## OBJECTIVE
Rewrite the listing from its start up to and including the line with "xmin=1117 ymin=253 xmax=1154 ymax=284", swapping "brown shoe" for "black shoe" and changing nothing else.

## Items from a labeling collection
>> START

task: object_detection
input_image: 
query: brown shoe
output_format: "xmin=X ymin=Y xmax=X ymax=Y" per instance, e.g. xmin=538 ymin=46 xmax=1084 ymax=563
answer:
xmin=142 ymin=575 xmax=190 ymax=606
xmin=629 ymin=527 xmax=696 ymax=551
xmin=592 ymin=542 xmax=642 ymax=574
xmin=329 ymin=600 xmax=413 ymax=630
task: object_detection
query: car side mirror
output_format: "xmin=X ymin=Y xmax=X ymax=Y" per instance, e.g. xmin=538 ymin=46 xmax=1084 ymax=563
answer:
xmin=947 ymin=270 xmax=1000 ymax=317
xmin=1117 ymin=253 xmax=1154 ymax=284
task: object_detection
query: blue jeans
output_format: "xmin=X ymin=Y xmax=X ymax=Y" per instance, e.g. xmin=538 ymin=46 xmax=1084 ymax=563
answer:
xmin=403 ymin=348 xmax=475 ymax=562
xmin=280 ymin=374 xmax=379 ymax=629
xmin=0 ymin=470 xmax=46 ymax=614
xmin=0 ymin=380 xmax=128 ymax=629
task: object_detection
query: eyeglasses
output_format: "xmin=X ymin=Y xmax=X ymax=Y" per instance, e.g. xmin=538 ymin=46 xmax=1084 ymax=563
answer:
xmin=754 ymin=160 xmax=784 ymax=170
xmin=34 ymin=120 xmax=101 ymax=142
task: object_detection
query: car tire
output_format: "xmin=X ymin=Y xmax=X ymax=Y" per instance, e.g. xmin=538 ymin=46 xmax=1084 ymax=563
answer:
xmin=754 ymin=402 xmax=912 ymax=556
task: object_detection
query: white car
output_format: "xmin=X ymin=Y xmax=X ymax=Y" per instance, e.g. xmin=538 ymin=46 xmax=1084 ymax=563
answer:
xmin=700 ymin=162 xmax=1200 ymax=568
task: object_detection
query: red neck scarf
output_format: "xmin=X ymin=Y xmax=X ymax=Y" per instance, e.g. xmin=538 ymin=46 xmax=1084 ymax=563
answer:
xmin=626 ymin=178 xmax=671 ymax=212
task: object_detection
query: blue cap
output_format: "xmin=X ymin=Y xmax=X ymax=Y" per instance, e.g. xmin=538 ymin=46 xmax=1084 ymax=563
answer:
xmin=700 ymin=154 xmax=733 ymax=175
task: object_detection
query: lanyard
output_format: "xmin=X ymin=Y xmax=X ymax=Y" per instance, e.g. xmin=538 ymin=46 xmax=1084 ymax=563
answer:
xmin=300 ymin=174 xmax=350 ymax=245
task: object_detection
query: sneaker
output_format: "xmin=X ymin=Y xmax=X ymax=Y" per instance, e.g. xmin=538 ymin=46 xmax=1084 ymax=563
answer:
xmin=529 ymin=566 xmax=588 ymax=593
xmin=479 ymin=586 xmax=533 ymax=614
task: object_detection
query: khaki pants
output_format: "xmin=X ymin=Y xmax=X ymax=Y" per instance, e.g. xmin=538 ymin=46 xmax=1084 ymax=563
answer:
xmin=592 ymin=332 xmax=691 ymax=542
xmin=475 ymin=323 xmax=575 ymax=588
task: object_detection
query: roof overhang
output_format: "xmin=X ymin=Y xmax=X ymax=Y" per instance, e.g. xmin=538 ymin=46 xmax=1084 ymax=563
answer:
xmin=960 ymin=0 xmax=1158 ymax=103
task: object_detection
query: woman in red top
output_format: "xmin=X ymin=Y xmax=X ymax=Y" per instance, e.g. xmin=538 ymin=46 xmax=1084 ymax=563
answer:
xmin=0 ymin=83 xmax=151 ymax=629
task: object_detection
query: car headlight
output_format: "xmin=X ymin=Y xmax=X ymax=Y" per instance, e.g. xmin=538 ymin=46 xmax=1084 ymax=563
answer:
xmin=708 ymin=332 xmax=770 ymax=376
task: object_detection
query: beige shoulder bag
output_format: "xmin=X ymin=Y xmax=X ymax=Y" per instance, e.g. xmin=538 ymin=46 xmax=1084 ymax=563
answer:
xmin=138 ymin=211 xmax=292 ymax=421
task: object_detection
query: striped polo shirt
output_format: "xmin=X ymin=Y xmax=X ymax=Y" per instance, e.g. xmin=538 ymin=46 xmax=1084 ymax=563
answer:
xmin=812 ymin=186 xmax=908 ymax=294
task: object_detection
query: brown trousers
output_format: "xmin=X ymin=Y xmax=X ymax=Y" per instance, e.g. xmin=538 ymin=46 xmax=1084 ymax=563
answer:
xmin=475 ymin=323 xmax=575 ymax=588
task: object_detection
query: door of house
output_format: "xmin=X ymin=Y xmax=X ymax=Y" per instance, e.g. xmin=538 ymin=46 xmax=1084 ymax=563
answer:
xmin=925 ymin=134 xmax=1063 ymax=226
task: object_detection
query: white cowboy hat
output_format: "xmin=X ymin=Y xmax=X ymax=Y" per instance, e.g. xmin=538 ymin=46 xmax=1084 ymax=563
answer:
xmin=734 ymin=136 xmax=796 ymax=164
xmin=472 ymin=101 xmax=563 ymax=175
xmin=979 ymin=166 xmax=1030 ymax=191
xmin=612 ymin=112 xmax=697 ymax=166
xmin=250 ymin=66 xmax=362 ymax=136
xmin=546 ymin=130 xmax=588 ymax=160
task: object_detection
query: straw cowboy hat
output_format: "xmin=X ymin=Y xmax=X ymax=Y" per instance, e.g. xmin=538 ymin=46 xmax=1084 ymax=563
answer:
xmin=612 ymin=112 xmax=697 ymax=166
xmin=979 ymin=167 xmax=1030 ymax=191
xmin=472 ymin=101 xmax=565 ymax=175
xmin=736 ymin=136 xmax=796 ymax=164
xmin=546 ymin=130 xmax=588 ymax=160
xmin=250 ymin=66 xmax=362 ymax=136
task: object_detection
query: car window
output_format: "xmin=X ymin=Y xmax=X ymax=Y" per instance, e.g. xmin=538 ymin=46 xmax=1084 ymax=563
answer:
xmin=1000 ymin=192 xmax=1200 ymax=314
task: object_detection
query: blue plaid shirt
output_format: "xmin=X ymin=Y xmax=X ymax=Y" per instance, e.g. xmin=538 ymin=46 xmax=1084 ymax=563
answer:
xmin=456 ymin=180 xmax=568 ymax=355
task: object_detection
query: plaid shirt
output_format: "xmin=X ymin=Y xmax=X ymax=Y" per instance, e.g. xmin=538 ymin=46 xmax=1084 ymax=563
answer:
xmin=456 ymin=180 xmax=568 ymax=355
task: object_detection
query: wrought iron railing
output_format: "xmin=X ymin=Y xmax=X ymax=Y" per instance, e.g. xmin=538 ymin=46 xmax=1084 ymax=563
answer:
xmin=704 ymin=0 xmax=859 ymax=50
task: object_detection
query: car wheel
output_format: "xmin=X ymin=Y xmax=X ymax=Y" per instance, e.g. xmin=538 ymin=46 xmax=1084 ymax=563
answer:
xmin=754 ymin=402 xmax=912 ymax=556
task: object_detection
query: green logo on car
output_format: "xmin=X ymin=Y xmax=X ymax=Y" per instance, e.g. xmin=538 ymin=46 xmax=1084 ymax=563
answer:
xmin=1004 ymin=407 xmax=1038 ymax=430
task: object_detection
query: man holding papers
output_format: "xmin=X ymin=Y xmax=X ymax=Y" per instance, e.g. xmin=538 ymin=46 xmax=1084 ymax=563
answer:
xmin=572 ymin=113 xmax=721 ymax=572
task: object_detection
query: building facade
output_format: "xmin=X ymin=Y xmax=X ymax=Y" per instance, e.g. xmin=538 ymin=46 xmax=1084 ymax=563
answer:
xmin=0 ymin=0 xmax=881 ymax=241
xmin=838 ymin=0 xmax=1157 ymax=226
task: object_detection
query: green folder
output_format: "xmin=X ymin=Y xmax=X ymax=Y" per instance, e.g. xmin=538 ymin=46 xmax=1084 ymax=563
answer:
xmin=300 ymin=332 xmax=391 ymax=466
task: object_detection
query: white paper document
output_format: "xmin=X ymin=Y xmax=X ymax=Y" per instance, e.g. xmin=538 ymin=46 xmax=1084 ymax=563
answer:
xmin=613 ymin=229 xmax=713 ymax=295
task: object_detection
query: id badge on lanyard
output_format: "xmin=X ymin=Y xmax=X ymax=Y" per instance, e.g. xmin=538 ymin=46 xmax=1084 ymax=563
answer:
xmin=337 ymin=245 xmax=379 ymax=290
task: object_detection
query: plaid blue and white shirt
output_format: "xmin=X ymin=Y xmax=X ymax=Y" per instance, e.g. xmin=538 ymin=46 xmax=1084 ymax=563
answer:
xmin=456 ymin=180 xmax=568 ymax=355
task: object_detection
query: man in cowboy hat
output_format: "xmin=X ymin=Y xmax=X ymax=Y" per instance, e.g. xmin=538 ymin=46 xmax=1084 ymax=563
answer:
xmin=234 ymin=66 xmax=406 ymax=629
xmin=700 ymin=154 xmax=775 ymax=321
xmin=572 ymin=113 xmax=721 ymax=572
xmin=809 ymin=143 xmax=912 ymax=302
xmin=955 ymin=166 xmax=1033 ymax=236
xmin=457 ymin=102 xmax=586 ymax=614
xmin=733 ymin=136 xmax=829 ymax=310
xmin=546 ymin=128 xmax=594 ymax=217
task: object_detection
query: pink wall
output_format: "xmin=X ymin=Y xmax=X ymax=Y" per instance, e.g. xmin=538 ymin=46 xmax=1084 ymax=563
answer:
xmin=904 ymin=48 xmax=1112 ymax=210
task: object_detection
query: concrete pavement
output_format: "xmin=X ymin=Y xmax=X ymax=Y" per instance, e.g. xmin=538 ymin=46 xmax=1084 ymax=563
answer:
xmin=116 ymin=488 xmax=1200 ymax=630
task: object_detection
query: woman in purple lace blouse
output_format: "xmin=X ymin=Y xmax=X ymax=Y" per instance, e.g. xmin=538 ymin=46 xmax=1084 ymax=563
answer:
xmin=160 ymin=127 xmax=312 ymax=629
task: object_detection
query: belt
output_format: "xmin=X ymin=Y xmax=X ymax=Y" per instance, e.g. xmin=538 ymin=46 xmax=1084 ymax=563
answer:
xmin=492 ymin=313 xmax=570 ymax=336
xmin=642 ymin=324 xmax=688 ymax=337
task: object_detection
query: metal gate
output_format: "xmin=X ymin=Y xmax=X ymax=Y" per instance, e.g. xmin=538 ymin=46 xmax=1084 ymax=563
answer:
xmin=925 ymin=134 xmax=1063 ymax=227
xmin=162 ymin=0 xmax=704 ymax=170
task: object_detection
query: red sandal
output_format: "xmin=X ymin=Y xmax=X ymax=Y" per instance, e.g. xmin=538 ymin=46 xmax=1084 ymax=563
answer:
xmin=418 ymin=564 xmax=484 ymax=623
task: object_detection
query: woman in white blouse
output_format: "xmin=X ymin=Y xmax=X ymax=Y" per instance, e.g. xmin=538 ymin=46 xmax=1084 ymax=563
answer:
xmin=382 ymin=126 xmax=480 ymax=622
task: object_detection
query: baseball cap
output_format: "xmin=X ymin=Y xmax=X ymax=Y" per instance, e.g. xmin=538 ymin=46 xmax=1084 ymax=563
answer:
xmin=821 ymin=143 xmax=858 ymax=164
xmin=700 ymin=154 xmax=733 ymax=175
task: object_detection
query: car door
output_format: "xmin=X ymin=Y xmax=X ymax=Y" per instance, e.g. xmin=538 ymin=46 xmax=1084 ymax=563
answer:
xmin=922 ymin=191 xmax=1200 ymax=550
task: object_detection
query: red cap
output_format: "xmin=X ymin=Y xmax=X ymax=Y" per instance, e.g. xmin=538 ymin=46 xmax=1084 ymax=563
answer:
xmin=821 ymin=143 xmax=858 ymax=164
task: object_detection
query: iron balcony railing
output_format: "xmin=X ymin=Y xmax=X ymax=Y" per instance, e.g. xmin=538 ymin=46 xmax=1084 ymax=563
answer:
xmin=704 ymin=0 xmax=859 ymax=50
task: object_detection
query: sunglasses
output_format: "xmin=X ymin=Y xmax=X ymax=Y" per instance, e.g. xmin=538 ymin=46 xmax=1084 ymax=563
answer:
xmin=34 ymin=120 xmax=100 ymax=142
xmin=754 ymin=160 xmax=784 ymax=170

>> END

## RESULT BELOW
task: object_detection
input_image: 
query: black shoe
output_format: "xmin=X ymin=Y xmax=X ymax=Y" per instance, e.g. xmin=538 ymin=46 xmax=1084 ymax=563
answer:
xmin=142 ymin=575 xmax=190 ymax=606
xmin=629 ymin=527 xmax=696 ymax=551
xmin=592 ymin=542 xmax=642 ymax=574
xmin=329 ymin=600 xmax=413 ymax=630
task: object_detection
query: car side mirror
output_format: "xmin=X ymin=Y xmax=X ymax=Y" per instance, e.g. xmin=538 ymin=46 xmax=1084 ymax=563
answer:
xmin=947 ymin=270 xmax=1000 ymax=317
xmin=1117 ymin=253 xmax=1154 ymax=284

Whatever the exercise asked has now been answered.